** Begin Provided information **

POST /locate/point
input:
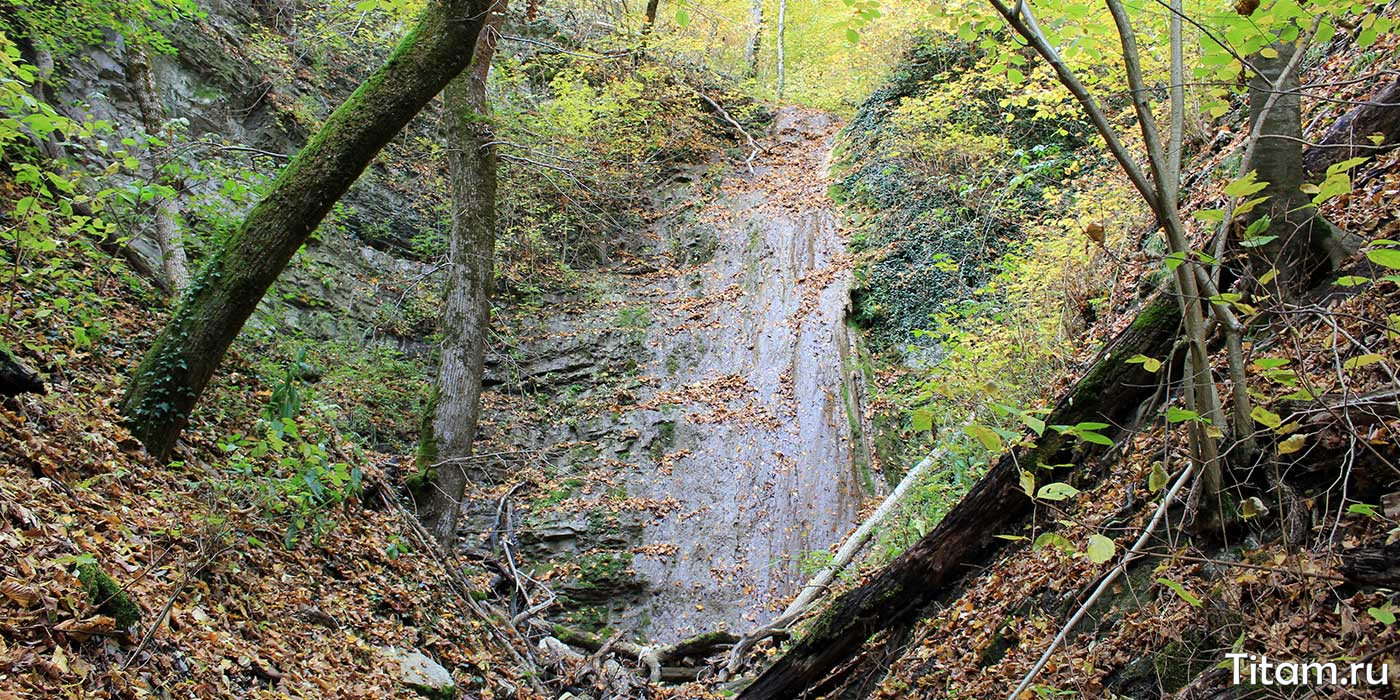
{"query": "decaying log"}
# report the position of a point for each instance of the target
(17, 378)
(1374, 566)
(1110, 392)
(1361, 409)
(653, 658)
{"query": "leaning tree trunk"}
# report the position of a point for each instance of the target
(450, 420)
(751, 49)
(182, 360)
(1302, 248)
(174, 262)
(777, 91)
(1109, 392)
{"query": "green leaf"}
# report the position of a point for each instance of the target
(1056, 492)
(1364, 360)
(1252, 507)
(986, 436)
(1101, 549)
(1088, 436)
(1148, 363)
(1292, 444)
(1385, 258)
(1364, 508)
(1053, 539)
(1180, 590)
(1249, 206)
(923, 419)
(1266, 417)
(1036, 424)
(1157, 480)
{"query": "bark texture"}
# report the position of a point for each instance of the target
(179, 364)
(451, 423)
(1350, 136)
(751, 49)
(17, 378)
(1109, 392)
(777, 90)
(1301, 249)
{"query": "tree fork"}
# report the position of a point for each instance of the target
(179, 364)
(466, 310)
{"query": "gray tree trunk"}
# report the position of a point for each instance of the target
(179, 364)
(1302, 245)
(450, 423)
(174, 263)
(751, 49)
(777, 91)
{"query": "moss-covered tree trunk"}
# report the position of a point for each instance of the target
(450, 423)
(1109, 392)
(182, 360)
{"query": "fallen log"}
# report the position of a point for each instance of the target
(1350, 136)
(1374, 566)
(1110, 392)
(653, 657)
(17, 378)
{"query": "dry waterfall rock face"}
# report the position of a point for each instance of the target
(422, 674)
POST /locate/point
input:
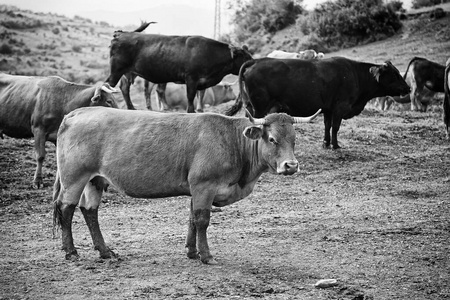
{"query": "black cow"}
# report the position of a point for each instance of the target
(422, 73)
(128, 79)
(197, 61)
(35, 106)
(340, 86)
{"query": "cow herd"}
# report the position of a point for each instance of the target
(216, 159)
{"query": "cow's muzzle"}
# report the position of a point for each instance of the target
(288, 167)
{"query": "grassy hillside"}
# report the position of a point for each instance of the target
(49, 44)
(77, 49)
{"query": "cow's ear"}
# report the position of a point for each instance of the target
(375, 71)
(253, 132)
(97, 95)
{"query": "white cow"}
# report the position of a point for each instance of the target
(306, 54)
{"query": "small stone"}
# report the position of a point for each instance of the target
(325, 283)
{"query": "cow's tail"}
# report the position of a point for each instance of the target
(143, 26)
(243, 98)
(409, 64)
(447, 101)
(57, 215)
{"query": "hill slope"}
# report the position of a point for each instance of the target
(77, 49)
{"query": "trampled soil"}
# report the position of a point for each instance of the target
(374, 215)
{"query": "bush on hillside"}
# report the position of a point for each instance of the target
(6, 49)
(423, 3)
(345, 23)
(262, 17)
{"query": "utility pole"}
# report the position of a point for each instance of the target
(217, 20)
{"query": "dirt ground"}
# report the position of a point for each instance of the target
(374, 215)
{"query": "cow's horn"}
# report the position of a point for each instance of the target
(107, 88)
(255, 121)
(307, 119)
(229, 83)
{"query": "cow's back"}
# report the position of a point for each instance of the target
(161, 58)
(307, 81)
(18, 97)
(145, 154)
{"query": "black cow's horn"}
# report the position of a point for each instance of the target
(306, 119)
(255, 121)
(107, 88)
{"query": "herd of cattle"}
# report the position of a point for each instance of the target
(216, 159)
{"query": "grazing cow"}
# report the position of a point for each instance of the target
(339, 86)
(128, 79)
(197, 61)
(306, 54)
(213, 158)
(215, 95)
(422, 73)
(35, 106)
(447, 98)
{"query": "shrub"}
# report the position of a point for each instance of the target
(423, 3)
(6, 49)
(76, 48)
(264, 16)
(347, 23)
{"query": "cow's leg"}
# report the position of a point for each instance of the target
(191, 239)
(118, 65)
(148, 88)
(200, 98)
(161, 96)
(416, 95)
(335, 125)
(201, 211)
(66, 200)
(39, 146)
(327, 138)
(90, 201)
(124, 85)
(191, 91)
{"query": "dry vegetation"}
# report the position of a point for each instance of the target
(374, 215)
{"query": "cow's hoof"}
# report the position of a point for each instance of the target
(210, 261)
(73, 256)
(108, 254)
(37, 183)
(193, 254)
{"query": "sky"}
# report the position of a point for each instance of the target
(198, 20)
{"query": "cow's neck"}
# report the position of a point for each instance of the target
(80, 99)
(253, 164)
(368, 86)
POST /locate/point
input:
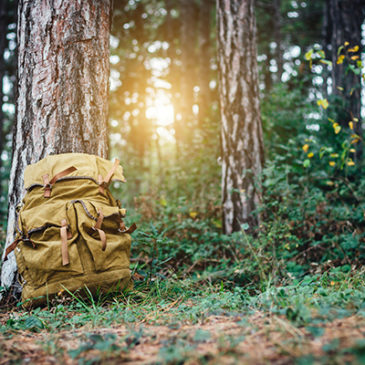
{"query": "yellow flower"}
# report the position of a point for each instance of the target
(353, 49)
(340, 59)
(323, 103)
(337, 128)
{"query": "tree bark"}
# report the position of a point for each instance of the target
(345, 18)
(277, 23)
(188, 74)
(63, 68)
(3, 43)
(241, 131)
(204, 60)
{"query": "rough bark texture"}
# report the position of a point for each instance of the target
(277, 23)
(63, 68)
(343, 22)
(188, 74)
(3, 43)
(242, 143)
(205, 11)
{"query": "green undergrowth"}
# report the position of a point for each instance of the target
(313, 300)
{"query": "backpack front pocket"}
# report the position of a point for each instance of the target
(41, 253)
(99, 226)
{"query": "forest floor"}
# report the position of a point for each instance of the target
(257, 339)
(179, 322)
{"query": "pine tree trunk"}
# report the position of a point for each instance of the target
(277, 23)
(188, 74)
(242, 143)
(3, 43)
(63, 68)
(204, 60)
(344, 25)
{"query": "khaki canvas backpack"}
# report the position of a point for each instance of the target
(70, 231)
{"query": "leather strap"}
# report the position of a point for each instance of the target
(104, 182)
(48, 183)
(101, 184)
(11, 248)
(64, 247)
(124, 229)
(97, 227)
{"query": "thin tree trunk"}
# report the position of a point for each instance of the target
(204, 60)
(242, 143)
(63, 68)
(187, 9)
(277, 23)
(3, 43)
(345, 19)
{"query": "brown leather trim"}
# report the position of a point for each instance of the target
(101, 184)
(124, 229)
(64, 247)
(11, 248)
(97, 227)
(111, 172)
(102, 238)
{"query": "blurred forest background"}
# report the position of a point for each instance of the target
(164, 124)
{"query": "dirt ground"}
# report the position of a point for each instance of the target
(259, 339)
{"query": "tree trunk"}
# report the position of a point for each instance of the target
(344, 25)
(63, 68)
(188, 74)
(277, 23)
(204, 60)
(4, 20)
(242, 143)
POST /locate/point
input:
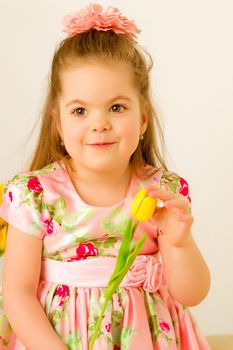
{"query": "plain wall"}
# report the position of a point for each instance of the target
(191, 44)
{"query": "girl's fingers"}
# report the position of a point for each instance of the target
(160, 193)
(171, 200)
(181, 203)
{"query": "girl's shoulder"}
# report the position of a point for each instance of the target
(31, 179)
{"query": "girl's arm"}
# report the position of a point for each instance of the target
(21, 273)
(187, 274)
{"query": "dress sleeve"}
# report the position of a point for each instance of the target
(177, 184)
(22, 205)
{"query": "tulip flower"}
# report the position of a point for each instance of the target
(142, 209)
(3, 227)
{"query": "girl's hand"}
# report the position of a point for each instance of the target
(173, 220)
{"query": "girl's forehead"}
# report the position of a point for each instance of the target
(94, 76)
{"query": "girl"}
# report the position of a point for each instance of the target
(66, 215)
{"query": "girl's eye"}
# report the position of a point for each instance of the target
(79, 111)
(118, 108)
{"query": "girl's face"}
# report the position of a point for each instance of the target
(101, 118)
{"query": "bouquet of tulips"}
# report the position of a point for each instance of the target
(142, 209)
(3, 227)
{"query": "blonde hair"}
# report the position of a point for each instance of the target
(100, 45)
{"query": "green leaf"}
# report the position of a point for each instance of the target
(116, 278)
(124, 249)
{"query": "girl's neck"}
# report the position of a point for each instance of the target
(101, 188)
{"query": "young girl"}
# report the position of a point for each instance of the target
(98, 146)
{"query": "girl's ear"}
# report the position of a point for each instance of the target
(57, 121)
(144, 120)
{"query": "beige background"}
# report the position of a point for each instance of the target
(191, 43)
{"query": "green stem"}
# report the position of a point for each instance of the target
(96, 329)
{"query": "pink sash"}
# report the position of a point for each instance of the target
(146, 272)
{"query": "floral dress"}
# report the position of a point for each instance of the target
(80, 245)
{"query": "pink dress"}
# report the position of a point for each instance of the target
(80, 245)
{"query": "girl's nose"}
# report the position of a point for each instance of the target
(101, 124)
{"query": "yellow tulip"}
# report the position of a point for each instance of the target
(143, 206)
(3, 225)
(3, 230)
(1, 192)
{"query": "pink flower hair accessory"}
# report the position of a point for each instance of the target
(93, 17)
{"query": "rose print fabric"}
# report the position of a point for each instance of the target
(80, 245)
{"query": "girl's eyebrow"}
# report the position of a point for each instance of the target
(119, 97)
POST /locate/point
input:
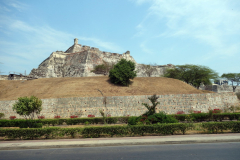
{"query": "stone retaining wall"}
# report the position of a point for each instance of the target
(127, 105)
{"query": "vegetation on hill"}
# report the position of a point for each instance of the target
(88, 87)
(122, 72)
(234, 78)
(192, 74)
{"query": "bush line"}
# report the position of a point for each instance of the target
(162, 129)
(54, 132)
(22, 123)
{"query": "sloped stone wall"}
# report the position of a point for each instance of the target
(127, 105)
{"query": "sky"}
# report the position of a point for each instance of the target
(178, 32)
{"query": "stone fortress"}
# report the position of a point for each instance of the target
(79, 60)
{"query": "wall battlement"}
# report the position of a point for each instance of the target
(78, 61)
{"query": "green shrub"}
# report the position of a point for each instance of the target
(215, 127)
(1, 115)
(122, 72)
(180, 117)
(238, 95)
(132, 120)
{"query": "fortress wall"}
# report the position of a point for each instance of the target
(220, 88)
(127, 105)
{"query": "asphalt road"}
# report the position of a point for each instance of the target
(205, 151)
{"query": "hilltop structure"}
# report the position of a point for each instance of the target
(79, 61)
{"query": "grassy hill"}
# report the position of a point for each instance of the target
(88, 86)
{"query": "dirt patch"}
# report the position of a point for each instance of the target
(87, 87)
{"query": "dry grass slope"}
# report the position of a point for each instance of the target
(87, 87)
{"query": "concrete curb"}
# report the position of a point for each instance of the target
(124, 141)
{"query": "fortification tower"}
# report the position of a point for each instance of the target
(75, 41)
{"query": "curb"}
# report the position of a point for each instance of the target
(104, 144)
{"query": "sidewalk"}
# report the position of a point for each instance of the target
(119, 141)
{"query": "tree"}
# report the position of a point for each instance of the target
(151, 109)
(192, 74)
(27, 107)
(103, 68)
(122, 72)
(148, 69)
(232, 77)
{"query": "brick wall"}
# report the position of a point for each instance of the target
(127, 105)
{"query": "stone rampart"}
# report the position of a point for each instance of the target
(127, 105)
(220, 88)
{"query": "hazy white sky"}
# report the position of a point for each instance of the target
(202, 32)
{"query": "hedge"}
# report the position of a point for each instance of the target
(199, 117)
(163, 129)
(215, 127)
(52, 132)
(69, 121)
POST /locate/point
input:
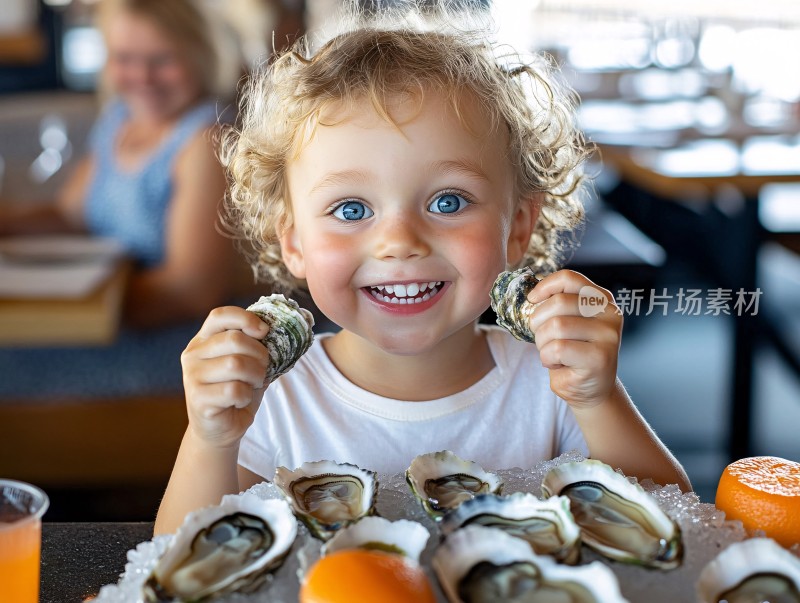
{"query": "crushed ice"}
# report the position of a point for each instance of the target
(705, 534)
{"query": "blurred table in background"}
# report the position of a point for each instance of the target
(60, 291)
(701, 200)
(79, 558)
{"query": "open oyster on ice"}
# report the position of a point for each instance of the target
(617, 518)
(222, 549)
(546, 525)
(509, 298)
(403, 537)
(327, 495)
(751, 571)
(442, 481)
(290, 333)
(479, 564)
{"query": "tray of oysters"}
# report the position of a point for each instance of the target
(569, 529)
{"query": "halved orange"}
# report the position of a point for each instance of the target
(763, 492)
(366, 576)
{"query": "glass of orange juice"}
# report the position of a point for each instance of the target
(21, 510)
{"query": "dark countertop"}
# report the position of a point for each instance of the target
(79, 558)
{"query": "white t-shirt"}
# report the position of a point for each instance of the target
(510, 418)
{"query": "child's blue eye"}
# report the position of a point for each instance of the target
(448, 204)
(352, 210)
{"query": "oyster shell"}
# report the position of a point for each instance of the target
(327, 495)
(404, 537)
(509, 298)
(442, 481)
(290, 333)
(758, 570)
(479, 564)
(546, 525)
(221, 549)
(617, 518)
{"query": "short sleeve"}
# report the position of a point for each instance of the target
(570, 436)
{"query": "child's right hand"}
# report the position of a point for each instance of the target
(224, 367)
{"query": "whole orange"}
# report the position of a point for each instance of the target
(763, 492)
(366, 576)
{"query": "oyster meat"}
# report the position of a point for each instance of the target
(403, 537)
(546, 525)
(617, 518)
(442, 481)
(479, 564)
(751, 571)
(290, 334)
(227, 548)
(327, 495)
(509, 298)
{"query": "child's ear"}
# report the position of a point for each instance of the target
(521, 228)
(292, 251)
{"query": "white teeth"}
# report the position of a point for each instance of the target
(406, 293)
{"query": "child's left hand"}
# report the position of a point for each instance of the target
(578, 343)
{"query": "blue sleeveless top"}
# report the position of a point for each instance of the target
(131, 206)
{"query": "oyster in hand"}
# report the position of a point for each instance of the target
(223, 549)
(290, 333)
(509, 298)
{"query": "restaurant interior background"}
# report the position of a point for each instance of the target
(695, 106)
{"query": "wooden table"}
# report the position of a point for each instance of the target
(80, 558)
(93, 319)
(722, 243)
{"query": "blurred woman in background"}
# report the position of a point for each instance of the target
(151, 181)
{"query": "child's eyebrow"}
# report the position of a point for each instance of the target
(341, 177)
(459, 166)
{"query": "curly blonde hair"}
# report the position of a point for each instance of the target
(377, 57)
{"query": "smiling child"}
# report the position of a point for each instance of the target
(395, 172)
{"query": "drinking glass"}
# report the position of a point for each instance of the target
(21, 508)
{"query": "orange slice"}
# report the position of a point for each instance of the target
(763, 492)
(366, 576)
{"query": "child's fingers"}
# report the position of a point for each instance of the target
(228, 343)
(559, 304)
(594, 358)
(215, 398)
(233, 367)
(577, 328)
(564, 281)
(232, 318)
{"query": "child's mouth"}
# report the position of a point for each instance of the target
(405, 293)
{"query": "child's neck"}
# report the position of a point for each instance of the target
(451, 367)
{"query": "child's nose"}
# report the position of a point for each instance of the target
(401, 238)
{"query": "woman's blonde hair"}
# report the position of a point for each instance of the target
(377, 57)
(186, 23)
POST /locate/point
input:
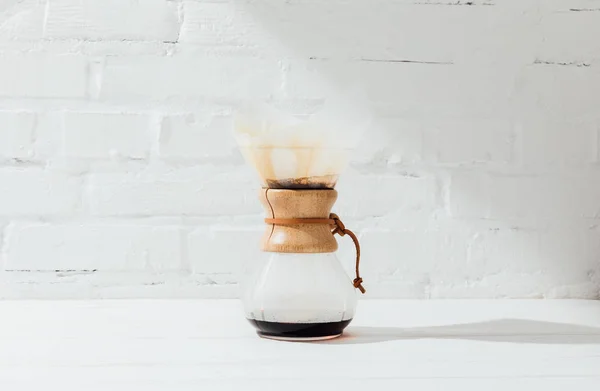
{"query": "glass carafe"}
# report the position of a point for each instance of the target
(301, 292)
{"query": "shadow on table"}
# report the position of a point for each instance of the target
(501, 330)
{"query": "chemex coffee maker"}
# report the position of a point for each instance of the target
(301, 292)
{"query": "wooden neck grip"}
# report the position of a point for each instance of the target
(298, 204)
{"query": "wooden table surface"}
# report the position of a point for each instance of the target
(208, 345)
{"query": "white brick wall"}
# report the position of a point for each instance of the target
(479, 176)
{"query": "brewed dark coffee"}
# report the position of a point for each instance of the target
(299, 330)
(313, 182)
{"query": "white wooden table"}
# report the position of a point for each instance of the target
(391, 345)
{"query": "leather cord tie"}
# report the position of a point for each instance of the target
(338, 228)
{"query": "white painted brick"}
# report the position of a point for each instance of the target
(544, 145)
(537, 86)
(199, 192)
(412, 89)
(469, 196)
(17, 135)
(43, 76)
(524, 196)
(218, 76)
(37, 192)
(225, 250)
(387, 196)
(105, 135)
(395, 253)
(223, 24)
(22, 20)
(112, 20)
(388, 142)
(469, 141)
(92, 246)
(196, 137)
(543, 197)
(569, 36)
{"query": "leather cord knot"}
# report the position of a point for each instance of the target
(341, 230)
(338, 228)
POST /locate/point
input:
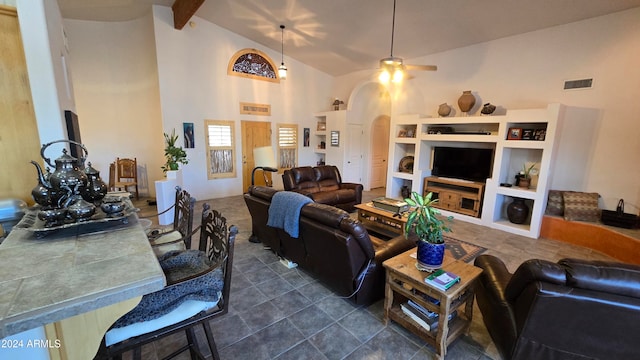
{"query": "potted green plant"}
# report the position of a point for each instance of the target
(173, 154)
(525, 176)
(425, 223)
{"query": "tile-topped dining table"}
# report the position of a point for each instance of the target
(75, 282)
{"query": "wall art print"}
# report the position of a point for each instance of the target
(189, 138)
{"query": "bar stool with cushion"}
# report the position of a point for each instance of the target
(164, 239)
(127, 174)
(198, 286)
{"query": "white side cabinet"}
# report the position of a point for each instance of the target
(417, 135)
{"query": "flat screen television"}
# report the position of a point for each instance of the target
(473, 164)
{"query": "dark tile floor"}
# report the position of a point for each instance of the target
(281, 313)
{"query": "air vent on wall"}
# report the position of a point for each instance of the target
(578, 84)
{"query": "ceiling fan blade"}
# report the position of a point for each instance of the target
(422, 67)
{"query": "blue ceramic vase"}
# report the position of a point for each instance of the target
(429, 256)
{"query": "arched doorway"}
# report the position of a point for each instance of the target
(370, 101)
(379, 151)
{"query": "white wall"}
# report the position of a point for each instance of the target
(117, 94)
(49, 77)
(528, 71)
(194, 87)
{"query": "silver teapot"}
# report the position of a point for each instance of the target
(57, 189)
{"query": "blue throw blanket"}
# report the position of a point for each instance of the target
(284, 211)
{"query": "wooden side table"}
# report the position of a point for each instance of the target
(405, 282)
(380, 221)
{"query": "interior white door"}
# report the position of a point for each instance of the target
(353, 156)
(379, 151)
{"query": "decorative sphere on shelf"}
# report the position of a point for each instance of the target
(466, 101)
(488, 109)
(444, 110)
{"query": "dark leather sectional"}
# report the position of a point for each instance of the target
(324, 185)
(573, 309)
(331, 246)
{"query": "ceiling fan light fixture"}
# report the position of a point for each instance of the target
(391, 62)
(282, 70)
(384, 76)
(398, 75)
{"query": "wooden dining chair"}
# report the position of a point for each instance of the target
(126, 174)
(163, 239)
(198, 288)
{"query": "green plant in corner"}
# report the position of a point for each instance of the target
(423, 219)
(173, 154)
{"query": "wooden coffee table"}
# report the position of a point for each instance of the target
(381, 221)
(406, 282)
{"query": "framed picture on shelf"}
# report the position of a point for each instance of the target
(335, 138)
(306, 137)
(527, 134)
(539, 134)
(514, 134)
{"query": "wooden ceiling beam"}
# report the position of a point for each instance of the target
(183, 10)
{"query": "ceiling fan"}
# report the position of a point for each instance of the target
(393, 68)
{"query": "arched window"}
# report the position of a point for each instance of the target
(254, 64)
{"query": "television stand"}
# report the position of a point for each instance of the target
(464, 197)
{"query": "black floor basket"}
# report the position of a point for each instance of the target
(619, 218)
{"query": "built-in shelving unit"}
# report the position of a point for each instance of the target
(326, 122)
(510, 154)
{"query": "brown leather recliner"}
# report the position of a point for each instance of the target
(573, 309)
(324, 185)
(336, 249)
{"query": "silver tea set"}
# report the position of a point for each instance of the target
(70, 194)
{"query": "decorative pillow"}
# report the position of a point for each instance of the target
(555, 203)
(581, 206)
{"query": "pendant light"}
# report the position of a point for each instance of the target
(392, 68)
(282, 70)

** End Provided information **

* **What you have to do**: Reproduce verbatim the stretch of the entries above from their first line through the line containing "(1157, 480)". Leave the pictures out of your answer.

* **Task solution**:
POST /locate/point
input:
{"query": "decaying log"}
# report the position of a point for each instance of the target
(17, 378)
(1374, 566)
(1110, 392)
(1361, 409)
(653, 658)
{"query": "leaning tree trunk"}
# report the position of a point for each instance of the target
(450, 420)
(751, 49)
(182, 360)
(1302, 248)
(174, 262)
(777, 91)
(1109, 392)
{"query": "green leaf"}
# report the position of a point for each instance of the target
(1056, 492)
(1364, 360)
(1252, 507)
(986, 436)
(1101, 549)
(1088, 436)
(1148, 363)
(1292, 444)
(1385, 258)
(1364, 508)
(1053, 539)
(1180, 590)
(1249, 206)
(923, 419)
(1266, 417)
(1036, 424)
(1157, 480)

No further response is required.